**Extracted material**
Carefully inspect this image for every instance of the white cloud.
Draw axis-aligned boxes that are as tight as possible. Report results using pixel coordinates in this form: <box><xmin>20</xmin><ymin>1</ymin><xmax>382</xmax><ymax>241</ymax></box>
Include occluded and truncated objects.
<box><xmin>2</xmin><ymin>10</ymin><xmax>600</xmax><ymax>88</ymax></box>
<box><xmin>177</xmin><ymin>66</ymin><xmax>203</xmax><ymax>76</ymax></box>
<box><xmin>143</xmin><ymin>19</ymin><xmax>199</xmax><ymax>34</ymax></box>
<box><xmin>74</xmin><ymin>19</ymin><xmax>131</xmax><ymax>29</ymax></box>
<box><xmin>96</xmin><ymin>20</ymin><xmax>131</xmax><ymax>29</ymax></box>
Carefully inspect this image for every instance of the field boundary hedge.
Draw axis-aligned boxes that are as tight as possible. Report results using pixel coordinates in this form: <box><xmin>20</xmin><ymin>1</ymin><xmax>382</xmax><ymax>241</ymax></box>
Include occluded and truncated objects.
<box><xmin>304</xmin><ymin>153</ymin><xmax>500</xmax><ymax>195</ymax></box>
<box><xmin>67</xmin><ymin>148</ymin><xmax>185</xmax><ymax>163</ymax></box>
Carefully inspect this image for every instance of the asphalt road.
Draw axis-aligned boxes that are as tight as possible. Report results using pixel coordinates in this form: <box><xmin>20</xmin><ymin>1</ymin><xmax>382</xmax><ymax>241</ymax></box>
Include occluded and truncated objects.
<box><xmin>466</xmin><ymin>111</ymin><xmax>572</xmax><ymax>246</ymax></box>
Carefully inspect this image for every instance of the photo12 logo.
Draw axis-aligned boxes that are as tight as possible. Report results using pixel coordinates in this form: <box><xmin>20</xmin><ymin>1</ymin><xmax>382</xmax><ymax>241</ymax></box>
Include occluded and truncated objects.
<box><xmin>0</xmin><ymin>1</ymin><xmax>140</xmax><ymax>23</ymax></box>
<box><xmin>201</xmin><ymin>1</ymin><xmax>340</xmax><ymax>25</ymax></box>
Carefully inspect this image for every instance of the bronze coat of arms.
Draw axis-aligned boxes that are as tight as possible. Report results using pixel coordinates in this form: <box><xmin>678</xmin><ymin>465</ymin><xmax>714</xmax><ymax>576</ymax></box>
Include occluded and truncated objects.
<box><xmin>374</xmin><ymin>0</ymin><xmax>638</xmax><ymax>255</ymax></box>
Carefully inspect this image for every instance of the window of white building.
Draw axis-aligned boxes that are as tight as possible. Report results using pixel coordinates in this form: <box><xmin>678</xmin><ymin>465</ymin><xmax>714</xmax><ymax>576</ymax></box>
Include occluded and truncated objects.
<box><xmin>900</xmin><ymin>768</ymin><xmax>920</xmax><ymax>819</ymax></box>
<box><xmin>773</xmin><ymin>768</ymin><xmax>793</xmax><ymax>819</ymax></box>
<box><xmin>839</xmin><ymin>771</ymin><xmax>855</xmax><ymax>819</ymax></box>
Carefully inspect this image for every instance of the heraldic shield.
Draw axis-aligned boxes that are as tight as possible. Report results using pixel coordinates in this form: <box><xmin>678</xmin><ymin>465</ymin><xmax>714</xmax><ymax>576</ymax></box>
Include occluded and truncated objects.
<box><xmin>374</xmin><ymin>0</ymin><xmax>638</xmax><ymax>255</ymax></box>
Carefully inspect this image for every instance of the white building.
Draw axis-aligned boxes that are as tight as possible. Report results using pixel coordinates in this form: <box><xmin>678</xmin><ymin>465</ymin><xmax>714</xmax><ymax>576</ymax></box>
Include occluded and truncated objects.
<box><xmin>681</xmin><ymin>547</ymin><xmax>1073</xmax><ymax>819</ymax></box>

**Task requirements**
How many lines in the entries above contain the string "white"? Case counts. Give only the number.

**Correct result**
3